Exercise =
Could you return every line of the records below that contains the word "corner"?

-------- Data to use

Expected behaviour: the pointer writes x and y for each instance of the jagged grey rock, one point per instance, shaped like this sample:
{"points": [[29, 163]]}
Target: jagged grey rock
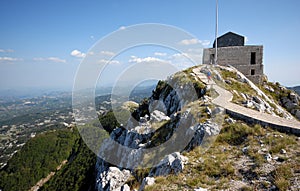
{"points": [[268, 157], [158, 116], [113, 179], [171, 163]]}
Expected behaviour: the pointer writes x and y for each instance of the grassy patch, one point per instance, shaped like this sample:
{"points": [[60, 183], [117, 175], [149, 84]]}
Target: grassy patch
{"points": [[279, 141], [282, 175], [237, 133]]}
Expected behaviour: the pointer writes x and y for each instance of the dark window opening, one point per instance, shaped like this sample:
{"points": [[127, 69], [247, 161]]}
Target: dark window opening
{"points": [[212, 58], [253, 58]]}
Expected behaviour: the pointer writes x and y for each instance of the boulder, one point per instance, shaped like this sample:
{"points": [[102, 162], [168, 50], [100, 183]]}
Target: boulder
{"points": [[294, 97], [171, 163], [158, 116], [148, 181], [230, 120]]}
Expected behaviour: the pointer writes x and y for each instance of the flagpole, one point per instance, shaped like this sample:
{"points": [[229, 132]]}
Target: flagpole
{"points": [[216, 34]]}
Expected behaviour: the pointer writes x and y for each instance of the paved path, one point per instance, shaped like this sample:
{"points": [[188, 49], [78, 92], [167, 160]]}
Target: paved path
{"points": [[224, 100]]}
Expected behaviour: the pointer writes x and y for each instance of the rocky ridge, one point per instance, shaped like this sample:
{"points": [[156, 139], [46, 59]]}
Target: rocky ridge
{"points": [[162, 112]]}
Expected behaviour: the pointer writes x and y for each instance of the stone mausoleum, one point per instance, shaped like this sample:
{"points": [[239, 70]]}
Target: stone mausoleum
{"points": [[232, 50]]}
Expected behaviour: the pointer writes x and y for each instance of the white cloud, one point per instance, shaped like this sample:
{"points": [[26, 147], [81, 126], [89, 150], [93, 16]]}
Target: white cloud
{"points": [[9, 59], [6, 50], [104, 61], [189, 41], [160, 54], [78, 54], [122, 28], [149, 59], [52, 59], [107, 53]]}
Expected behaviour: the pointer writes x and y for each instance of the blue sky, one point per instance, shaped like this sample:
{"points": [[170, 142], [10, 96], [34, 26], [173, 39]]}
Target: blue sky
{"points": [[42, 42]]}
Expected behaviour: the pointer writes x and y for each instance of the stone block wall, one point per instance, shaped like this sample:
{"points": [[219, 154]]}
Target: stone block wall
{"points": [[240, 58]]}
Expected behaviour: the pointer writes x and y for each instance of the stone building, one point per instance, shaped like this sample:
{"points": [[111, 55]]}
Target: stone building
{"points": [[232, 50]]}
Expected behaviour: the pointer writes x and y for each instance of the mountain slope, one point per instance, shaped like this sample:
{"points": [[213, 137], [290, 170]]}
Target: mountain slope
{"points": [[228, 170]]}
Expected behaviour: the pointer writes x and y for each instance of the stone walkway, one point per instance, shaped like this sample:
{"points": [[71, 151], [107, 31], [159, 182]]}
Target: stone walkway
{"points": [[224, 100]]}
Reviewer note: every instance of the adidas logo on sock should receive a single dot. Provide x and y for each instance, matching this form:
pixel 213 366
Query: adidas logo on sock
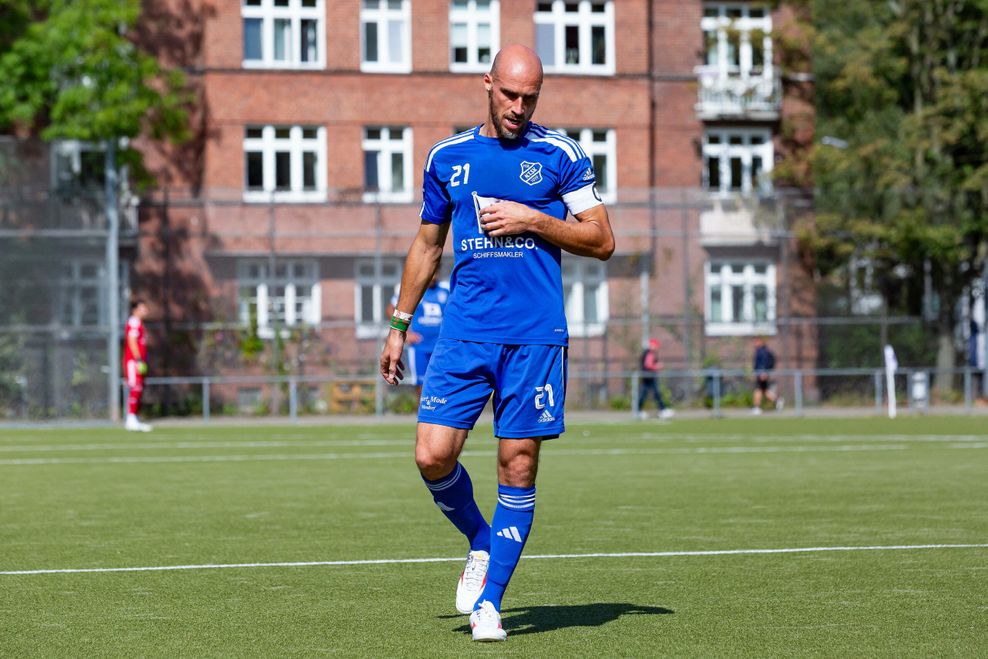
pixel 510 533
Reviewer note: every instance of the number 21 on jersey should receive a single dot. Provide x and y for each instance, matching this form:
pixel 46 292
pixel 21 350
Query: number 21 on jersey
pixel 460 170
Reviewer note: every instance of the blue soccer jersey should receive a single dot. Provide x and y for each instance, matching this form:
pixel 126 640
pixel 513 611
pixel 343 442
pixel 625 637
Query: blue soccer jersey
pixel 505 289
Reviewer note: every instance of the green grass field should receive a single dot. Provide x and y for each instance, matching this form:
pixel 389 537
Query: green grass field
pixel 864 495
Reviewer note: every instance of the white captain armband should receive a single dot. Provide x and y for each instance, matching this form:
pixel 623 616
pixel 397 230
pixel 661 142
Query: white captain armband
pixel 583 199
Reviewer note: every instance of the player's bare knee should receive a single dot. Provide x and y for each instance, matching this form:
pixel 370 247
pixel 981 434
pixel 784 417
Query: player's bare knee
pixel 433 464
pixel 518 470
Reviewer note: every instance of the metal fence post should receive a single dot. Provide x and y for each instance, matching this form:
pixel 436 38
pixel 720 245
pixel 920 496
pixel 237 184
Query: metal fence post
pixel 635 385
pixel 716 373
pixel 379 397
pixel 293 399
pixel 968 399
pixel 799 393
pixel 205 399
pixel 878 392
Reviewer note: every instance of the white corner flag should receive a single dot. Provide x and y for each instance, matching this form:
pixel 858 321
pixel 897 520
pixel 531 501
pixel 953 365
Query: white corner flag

----------------

Answer space =
Reviewer note: every instance of the white corner flag should receive a single dot. Provide x and y for each instance, matching this form:
Query: white corner flag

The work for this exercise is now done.